:: WHAT YOU SHOULD DO ::
Which three nationalities does the management team represent, according to the text on organizational issues and challenges?

== PROVIDED PASSAGE ==

Combating the Organizational Issues and Challenges
One glaring issue that was to be resolved is the existence of cultural differences among the people in the newly formed company. Even the management team members represent such diverse cultural origins – Germans, French and American. These three nationalities have their distinct way of thinking and seeing things, of making their decisions and moves, even of solving problems. These differences, once not understood by the people concerned can easily lead them to lose respect for or patience with each other – each one would think the others are wrong, slow, too impulsive or simply incompetent. One of the goals of the management team is the successful integration of the people of varying culture and nationalities within the company. Each one would have to understand how he is compared to how others are. An orientation on the general traits and ways of thinking of the others, given their cultural backgrounds, would help each one to appreciate the differences that prevail between himself and the rest. Indeed, the case states that as early as the year 2000, national differences among the German, French and American executives of the company tended to show. (Margolis & Knoop, 2004) Being aware of such differences, on the other hand, can be a mighty tool that can help come up with the best synergies among the people brought together by the merger.

===
== SUPPLIED ENTRIES ==

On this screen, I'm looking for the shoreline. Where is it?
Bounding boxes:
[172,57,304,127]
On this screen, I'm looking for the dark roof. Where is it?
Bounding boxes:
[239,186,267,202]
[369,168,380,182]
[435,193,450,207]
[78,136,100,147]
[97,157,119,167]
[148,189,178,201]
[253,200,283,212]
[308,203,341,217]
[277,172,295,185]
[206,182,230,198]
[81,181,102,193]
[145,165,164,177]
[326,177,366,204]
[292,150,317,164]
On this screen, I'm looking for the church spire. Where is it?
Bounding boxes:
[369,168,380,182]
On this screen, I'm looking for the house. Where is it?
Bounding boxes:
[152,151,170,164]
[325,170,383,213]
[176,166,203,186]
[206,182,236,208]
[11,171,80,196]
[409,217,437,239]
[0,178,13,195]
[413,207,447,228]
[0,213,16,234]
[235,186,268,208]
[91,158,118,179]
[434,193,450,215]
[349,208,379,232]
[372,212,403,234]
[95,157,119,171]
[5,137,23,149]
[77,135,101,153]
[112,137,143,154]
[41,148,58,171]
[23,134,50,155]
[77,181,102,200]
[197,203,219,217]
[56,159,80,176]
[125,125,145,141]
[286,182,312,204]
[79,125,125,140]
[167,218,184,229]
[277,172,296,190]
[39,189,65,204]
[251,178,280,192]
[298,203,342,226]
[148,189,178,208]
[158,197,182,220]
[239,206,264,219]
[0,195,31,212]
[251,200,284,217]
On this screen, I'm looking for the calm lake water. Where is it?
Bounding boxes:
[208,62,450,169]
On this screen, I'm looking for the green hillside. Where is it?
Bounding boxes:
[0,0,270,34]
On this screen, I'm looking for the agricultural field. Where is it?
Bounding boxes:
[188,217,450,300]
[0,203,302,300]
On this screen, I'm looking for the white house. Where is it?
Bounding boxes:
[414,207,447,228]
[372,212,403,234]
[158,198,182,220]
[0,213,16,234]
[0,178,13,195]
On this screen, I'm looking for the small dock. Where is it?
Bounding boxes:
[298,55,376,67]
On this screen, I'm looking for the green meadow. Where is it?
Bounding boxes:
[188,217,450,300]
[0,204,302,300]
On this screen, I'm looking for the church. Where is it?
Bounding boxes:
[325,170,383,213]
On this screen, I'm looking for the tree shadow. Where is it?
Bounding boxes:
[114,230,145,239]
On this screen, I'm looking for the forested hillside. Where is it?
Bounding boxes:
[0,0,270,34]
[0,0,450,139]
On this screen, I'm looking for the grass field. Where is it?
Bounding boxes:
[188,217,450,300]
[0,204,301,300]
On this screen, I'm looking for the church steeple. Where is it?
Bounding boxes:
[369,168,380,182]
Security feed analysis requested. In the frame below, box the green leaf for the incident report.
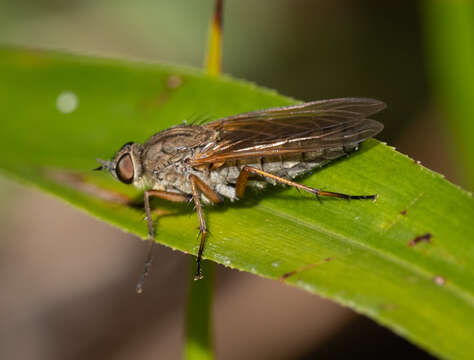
[185,261,214,360]
[0,49,474,359]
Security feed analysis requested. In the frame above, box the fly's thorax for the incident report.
[141,125,217,193]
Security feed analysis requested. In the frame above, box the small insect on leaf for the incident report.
[98,98,386,292]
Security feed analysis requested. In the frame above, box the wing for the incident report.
[191,98,386,165]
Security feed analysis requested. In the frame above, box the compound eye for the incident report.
[116,154,134,184]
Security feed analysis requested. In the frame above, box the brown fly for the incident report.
[97,98,385,293]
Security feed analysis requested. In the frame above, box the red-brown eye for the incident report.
[115,154,134,184]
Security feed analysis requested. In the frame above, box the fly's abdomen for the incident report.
[211,146,357,187]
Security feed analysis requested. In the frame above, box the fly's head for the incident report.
[94,142,143,186]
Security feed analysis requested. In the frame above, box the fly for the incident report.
[96,98,386,293]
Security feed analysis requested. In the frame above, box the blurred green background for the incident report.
[0,0,474,359]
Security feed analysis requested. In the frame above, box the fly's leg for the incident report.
[189,175,221,280]
[136,190,188,294]
[235,166,377,200]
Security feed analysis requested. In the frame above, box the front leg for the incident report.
[189,175,221,280]
[136,190,188,294]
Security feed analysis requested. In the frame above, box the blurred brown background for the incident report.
[0,0,465,359]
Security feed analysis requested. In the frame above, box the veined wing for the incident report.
[191,98,386,165]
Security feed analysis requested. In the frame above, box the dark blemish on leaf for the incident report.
[278,257,332,282]
[408,233,433,246]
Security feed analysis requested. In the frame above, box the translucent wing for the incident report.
[192,98,386,165]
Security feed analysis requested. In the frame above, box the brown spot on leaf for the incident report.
[278,257,332,281]
[408,233,433,246]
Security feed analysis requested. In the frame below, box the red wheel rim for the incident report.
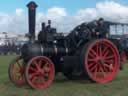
[25,56,55,89]
[9,56,26,85]
[85,39,120,83]
[122,51,127,63]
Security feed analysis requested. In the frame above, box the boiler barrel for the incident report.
[21,44,71,58]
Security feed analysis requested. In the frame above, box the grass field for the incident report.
[0,56,128,96]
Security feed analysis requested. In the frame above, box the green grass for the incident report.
[0,56,128,96]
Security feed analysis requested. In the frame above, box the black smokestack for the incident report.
[27,1,38,40]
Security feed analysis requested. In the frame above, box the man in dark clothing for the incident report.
[87,18,108,38]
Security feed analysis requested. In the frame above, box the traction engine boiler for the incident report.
[9,2,120,88]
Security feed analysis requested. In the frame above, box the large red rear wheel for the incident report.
[8,56,26,86]
[81,39,120,83]
[25,56,55,89]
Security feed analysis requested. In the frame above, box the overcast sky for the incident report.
[0,0,128,33]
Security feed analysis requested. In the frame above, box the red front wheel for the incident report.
[25,56,55,89]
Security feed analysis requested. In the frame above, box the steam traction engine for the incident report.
[9,2,120,88]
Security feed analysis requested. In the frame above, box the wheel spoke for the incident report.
[104,55,114,60]
[16,61,22,68]
[30,66,37,72]
[100,66,106,77]
[102,47,108,55]
[99,45,102,56]
[90,49,98,56]
[88,63,96,68]
[34,60,40,70]
[103,49,109,57]
[29,73,38,79]
[90,64,97,72]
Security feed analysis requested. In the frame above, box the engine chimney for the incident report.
[27,1,38,40]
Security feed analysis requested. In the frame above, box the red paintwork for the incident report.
[85,39,120,83]
[9,56,26,86]
[122,51,127,63]
[25,56,55,89]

===

:: RESPONSE TO THE EXERCISE ::
German, French and American.